━━━ Passage provided ━━━

It was announced last week that, for the first time, it may become an offence for someone who is under 18 to try to purchase alcohol at a bar. Many people in the industry and in government have put much effort into the pass scheme, which will permit the use of a commonly recognised proof-of-age card throughout the country. That will be popular with many 18-year-olds who experience social embarrassment if they have to prove their age. As a friendly gesture towards the hon. Member for Bath, I ask him to reflect on his view because I have seen what some of my Whips and perhaps less scrupulous friends have done with Liberal promises in the past. I fear that the hon. Gentleman has given a hostage to fortune on 16-year-olds drinking.

I want to put the subject of the debate in context. At the weekend, I looked at a picture the like of which we have all become familiar with in recent weeks on television and in newspapers. It depicts several young men fighting in the background, an older man falling over with a drink still in his hand and some young women who are clearly inebriated. It was an engraving by Hogarth in 1761 entitled "Gin Lane". I do not say that to diminish the current problem—we clearly have a problem with binge drinking, which has been graphically described—but to illustrate the fact that the problem has occupied the House many times over the years.

━━━ The data ━━━

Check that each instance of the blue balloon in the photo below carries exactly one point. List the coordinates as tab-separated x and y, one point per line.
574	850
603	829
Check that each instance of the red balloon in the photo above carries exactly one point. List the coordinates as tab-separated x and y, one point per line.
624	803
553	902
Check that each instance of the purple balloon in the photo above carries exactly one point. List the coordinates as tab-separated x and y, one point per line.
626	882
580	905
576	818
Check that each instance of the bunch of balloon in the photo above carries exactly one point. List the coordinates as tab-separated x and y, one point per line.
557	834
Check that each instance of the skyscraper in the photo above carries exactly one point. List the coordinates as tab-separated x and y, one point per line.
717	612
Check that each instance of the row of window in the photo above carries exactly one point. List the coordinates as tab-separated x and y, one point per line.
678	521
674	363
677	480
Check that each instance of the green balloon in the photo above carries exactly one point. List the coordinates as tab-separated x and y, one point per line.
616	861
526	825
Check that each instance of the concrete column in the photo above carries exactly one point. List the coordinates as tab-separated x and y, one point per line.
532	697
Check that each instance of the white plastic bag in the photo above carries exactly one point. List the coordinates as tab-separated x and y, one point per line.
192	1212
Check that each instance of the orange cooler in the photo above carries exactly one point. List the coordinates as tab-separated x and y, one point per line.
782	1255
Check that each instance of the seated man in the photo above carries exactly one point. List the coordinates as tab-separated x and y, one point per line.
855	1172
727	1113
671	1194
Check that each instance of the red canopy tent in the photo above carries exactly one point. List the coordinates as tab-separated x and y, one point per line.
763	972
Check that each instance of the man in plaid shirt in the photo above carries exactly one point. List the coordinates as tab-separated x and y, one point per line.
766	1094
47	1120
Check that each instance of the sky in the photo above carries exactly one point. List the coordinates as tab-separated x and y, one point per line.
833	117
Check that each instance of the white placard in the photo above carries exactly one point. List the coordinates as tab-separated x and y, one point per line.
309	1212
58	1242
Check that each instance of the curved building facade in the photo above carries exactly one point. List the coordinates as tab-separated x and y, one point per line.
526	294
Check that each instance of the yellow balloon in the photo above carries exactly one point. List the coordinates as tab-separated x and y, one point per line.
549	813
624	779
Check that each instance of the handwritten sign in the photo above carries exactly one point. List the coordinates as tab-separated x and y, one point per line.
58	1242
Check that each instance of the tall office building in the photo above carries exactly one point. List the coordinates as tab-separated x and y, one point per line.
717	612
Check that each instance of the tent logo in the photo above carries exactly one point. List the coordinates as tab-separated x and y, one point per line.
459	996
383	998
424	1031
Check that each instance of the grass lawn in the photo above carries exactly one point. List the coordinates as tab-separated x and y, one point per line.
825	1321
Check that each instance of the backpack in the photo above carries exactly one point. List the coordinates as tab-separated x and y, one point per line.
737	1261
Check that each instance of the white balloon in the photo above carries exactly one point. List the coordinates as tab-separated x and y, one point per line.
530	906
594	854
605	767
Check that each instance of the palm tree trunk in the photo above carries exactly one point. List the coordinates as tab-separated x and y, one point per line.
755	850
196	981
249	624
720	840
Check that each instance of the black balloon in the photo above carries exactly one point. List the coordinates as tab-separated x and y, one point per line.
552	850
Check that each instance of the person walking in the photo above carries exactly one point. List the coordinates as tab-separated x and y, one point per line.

━━━

Exercise A:
Answer these from the passage on underage and binge drinking:
(i) What may become an offence for someone under 18?
(ii) What will the pass scheme permit?
(iii) Who made the engraving "Gin Lane", and in what year?
Exercise B:
Please echo the records from the line holding "Check that each instance of the backpack" through the end of the records, inclusive.

Solution A:
(i) Trying to purchase alcohol at a bar.
(ii) The use of a commonly recognised proof-of-age card throughout the country.
(iii) Hogarth, in 1761.

Solution B:
Check that each instance of the backpack in the photo above carries exactly one point. List the coordinates as tab-separated x and y, one point per line.
737	1261
Check that each instance of the white balloon in the photo above carries exactly one point. List the coordinates as tab-separated x and y, one point per line.
530	906
594	854
605	767
Check that each instance of the palm tree trunk in the photo above carries exactly one point. List the coordinates as tab-separated x and y, one point per line.
755	850
196	981
249	624
720	840
Check that each instance of the black balloon in the photo above carries exactly one point. List the coordinates as tab-separated x and y, one point per line.
552	850
Check that each instance of the person walking in the photo above carries exactly one point. List the coordinates as tab-separated x and y, one point per line.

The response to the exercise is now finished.